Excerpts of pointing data
'''

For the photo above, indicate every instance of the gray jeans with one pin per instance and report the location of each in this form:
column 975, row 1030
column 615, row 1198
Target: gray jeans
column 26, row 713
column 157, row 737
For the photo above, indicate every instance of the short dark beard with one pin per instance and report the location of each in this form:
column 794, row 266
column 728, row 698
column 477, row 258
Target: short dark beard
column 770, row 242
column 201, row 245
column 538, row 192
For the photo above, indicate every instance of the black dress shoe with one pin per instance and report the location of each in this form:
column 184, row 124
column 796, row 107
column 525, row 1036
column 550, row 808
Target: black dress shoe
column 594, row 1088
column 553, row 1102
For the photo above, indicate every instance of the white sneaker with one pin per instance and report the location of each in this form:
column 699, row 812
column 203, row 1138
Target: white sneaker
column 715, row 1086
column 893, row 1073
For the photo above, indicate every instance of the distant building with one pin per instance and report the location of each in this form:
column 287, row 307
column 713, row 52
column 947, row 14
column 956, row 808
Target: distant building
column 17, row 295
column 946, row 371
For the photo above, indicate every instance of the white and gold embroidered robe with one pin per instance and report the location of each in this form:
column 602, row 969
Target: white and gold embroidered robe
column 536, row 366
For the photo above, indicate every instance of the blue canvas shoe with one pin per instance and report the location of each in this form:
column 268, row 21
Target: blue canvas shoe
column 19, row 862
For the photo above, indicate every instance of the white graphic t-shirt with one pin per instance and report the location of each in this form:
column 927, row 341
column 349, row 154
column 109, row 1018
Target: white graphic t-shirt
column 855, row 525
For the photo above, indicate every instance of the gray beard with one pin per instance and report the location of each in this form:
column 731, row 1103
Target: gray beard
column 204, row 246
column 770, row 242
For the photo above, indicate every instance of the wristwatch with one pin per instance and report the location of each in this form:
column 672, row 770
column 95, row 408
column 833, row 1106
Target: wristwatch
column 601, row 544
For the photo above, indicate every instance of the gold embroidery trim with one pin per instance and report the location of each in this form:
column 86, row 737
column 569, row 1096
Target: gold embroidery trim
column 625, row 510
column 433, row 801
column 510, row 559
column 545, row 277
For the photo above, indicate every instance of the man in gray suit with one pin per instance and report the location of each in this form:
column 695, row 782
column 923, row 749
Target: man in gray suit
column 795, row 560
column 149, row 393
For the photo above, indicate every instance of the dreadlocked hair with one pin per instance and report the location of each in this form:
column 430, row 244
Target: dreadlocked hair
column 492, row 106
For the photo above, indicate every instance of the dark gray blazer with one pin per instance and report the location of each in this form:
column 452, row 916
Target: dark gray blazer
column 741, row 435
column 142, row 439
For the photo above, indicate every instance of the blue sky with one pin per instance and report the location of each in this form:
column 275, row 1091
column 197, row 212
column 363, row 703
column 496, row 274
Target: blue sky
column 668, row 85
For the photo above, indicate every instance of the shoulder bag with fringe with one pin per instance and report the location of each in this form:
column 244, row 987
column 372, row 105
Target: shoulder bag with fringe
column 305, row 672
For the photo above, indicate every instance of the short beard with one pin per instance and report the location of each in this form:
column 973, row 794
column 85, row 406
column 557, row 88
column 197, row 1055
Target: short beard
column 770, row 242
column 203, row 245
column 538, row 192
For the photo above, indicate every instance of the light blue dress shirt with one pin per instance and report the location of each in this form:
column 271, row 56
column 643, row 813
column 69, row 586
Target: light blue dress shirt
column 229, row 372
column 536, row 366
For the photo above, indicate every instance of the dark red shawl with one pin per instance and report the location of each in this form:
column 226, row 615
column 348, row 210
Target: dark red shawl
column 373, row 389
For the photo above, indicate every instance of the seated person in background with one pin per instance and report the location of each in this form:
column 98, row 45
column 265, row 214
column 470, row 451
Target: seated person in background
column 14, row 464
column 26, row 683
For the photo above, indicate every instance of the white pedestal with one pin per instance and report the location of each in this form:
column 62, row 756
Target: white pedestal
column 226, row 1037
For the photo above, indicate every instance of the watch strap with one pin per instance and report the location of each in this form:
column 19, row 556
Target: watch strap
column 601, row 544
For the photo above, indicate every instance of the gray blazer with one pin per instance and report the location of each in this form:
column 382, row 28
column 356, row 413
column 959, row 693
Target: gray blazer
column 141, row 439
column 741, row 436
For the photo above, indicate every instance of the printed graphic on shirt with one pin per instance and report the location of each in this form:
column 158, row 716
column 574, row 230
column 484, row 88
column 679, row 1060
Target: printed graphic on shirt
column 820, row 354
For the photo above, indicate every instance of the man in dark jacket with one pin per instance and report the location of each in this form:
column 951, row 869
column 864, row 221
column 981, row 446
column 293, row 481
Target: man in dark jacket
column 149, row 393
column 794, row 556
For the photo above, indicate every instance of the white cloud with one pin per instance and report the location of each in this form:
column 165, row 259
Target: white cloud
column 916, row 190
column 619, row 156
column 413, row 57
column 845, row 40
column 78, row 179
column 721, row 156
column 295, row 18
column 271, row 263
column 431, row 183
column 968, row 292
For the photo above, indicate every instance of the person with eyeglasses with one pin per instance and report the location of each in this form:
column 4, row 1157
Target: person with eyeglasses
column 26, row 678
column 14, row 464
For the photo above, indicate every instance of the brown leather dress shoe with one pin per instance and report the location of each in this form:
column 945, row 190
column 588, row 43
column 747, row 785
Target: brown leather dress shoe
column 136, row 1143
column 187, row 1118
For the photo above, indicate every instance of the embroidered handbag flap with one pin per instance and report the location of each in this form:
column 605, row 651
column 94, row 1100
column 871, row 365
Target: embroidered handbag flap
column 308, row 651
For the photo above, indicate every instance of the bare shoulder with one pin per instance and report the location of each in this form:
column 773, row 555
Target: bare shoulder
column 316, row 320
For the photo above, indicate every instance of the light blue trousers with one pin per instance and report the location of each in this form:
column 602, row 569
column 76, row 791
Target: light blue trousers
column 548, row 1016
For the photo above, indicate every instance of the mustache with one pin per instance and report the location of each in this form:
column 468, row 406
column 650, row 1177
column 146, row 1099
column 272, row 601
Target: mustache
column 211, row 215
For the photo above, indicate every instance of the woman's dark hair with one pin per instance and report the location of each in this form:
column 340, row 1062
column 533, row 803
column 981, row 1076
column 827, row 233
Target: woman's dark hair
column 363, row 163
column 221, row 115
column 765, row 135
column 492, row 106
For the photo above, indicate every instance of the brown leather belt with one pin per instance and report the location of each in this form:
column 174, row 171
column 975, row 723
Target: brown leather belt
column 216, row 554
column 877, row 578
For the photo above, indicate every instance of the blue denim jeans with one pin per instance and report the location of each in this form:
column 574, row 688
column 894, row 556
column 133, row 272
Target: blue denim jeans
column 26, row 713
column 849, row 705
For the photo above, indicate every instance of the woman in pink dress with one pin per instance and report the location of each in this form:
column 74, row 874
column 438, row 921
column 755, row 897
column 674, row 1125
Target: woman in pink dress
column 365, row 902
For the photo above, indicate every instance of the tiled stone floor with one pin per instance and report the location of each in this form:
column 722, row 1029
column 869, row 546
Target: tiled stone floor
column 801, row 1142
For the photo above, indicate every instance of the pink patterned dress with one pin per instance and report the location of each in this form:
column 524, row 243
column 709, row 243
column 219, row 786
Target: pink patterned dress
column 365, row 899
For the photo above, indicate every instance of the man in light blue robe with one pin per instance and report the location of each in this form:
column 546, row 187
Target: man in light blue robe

'''

◆ Exercise goal: Copy the lines of the material above, word for word, from the line with "For the photo above, indicate every instance of the short dark" to the line with "column 553, row 1102", including both of those lines.

◆ Answer for this exercise:
For the photo above, indicate every instance of the short dark beard with one pin per instance and report the location of each in this form:
column 794, row 266
column 728, row 698
column 477, row 258
Target: short dark beard
column 770, row 242
column 201, row 245
column 538, row 192
For the photo above, indicate every instance of the black dress shoe with one pin per instance and report the location of each in this form:
column 184, row 124
column 796, row 107
column 525, row 1036
column 550, row 808
Target: black dress shoe
column 594, row 1088
column 553, row 1102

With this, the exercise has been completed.